**Rows**
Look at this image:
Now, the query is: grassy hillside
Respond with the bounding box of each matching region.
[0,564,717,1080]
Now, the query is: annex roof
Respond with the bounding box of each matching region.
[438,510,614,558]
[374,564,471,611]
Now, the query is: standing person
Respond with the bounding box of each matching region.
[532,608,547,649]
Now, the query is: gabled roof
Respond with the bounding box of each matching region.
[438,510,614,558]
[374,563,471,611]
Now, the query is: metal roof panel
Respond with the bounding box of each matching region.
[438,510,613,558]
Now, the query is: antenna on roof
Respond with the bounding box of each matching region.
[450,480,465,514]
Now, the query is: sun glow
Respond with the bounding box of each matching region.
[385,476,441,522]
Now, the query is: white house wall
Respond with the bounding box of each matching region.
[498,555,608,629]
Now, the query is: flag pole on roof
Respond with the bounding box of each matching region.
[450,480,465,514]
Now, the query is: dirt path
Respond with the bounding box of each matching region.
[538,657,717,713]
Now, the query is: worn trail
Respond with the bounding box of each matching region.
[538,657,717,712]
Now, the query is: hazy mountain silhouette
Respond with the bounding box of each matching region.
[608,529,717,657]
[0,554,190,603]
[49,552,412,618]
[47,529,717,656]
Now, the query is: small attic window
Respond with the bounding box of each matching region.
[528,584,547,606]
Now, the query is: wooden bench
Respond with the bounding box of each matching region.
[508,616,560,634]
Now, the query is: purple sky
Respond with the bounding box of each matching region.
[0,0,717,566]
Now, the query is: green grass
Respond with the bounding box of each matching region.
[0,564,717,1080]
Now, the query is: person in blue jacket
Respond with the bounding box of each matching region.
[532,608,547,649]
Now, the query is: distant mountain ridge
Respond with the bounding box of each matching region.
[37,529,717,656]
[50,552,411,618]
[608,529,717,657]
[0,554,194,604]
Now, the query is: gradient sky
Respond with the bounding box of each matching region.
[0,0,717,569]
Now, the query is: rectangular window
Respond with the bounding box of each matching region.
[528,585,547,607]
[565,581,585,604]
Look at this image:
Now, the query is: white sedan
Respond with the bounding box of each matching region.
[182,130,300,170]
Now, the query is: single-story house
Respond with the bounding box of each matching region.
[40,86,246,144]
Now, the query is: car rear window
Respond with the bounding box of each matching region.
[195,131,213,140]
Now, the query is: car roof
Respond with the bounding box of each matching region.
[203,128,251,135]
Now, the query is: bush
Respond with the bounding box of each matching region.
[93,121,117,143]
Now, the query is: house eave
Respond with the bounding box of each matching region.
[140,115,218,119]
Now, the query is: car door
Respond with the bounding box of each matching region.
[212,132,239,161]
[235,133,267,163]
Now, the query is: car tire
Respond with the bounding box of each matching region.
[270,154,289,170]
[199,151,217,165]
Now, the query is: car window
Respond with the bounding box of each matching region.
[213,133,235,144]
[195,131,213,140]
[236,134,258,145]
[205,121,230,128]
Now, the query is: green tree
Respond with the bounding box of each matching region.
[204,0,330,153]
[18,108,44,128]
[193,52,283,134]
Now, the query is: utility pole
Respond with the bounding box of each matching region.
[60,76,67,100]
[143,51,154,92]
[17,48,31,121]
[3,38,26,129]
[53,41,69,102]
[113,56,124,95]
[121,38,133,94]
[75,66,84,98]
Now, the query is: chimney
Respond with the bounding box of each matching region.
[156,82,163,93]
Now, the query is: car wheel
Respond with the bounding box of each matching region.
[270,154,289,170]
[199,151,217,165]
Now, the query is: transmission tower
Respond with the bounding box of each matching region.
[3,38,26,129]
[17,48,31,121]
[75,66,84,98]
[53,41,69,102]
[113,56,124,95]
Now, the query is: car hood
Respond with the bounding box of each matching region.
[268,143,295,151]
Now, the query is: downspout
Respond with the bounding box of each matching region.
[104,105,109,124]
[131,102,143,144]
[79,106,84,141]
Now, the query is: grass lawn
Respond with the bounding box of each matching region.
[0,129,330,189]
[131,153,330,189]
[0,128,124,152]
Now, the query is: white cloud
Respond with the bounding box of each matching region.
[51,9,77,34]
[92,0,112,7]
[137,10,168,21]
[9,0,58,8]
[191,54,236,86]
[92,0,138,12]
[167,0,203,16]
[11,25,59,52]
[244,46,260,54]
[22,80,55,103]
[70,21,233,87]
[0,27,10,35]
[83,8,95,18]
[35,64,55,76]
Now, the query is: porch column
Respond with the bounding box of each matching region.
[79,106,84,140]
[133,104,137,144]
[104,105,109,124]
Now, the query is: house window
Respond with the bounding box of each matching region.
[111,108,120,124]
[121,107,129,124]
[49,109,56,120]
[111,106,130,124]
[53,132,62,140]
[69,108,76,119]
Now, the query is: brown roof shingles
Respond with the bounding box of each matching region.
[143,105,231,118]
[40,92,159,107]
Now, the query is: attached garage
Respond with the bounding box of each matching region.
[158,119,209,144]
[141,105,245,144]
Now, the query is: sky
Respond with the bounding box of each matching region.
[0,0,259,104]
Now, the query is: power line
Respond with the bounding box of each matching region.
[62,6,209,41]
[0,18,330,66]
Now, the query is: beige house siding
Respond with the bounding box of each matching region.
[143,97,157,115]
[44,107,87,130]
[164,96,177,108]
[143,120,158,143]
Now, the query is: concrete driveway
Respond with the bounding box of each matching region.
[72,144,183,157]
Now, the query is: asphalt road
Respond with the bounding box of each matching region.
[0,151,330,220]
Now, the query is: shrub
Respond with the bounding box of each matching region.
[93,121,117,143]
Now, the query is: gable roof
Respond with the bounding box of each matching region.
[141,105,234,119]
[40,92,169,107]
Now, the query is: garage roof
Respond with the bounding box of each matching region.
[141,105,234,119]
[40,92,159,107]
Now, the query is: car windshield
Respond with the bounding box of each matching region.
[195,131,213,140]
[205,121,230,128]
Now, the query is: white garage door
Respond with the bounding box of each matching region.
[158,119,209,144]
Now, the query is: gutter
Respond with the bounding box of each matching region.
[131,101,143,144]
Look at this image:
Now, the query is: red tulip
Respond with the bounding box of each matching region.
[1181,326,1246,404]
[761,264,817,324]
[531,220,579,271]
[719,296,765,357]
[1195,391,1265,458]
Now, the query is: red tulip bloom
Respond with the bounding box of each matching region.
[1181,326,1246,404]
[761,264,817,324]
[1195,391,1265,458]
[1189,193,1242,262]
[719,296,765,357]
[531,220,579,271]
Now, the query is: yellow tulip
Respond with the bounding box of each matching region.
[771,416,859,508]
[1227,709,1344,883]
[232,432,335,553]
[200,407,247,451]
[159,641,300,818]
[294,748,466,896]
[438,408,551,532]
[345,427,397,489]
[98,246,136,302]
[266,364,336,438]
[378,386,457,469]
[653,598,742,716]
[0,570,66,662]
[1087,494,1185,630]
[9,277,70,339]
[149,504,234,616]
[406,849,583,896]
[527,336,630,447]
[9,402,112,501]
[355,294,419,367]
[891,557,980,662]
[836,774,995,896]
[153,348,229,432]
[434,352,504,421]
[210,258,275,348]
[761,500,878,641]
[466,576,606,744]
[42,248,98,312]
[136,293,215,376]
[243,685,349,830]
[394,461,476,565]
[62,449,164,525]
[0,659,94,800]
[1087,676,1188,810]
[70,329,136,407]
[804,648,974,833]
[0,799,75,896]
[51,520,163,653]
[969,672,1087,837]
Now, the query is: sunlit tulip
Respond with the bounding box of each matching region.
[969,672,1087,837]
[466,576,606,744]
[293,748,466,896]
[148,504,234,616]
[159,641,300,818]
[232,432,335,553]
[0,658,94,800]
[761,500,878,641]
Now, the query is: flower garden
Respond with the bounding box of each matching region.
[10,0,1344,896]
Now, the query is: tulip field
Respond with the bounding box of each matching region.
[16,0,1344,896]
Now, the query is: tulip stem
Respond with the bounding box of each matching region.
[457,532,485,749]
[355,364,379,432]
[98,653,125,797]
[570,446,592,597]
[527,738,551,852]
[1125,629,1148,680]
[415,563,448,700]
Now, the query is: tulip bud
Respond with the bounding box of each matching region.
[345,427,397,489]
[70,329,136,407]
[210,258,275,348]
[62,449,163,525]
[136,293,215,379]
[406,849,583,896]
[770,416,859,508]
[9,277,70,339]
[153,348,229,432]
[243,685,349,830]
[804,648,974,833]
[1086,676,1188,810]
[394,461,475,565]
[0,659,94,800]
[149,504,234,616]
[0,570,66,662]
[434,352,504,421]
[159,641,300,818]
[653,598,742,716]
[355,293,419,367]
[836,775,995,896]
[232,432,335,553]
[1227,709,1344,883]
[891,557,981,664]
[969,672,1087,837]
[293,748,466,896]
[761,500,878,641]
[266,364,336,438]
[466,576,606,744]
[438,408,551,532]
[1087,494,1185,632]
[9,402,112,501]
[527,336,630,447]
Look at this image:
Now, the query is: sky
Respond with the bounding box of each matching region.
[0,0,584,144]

**Set problem**
Please put the lines of the listing from the one containing "Now, the query is: chimney" through the one containing "[268,143,295,151]" into a Markdown table. Use the columns Row, holding a running row number, and Entry, holding the line itself, and leave out any blank lines.

**Solution to the problem**
| Row | Entry |
|---|---|
| 1 | Now, the query is: chimney |
| 2 | Respond with the bounding box of each matching region. |
| 3 | [156,82,163,93] |
| 4 | Now, the query is: car wheel |
| 5 | Respond with the bounding box of each matching region. |
| 6 | [270,154,289,170] |
| 7 | [199,151,217,165] |
| 8 | Now, the query is: transmission tower |
| 9 | Respond with the bounding box of each matching region. |
| 10 | [3,38,26,129] |
| 11 | [17,48,31,121] |
| 12 | [75,66,84,98] |
| 13 | [53,41,69,102] |
| 14 | [113,56,124,95] |
| 15 | Now, the query is: car hood |
| 16 | Respond with the bounding box of each matching region. |
| 17 | [268,143,295,151] |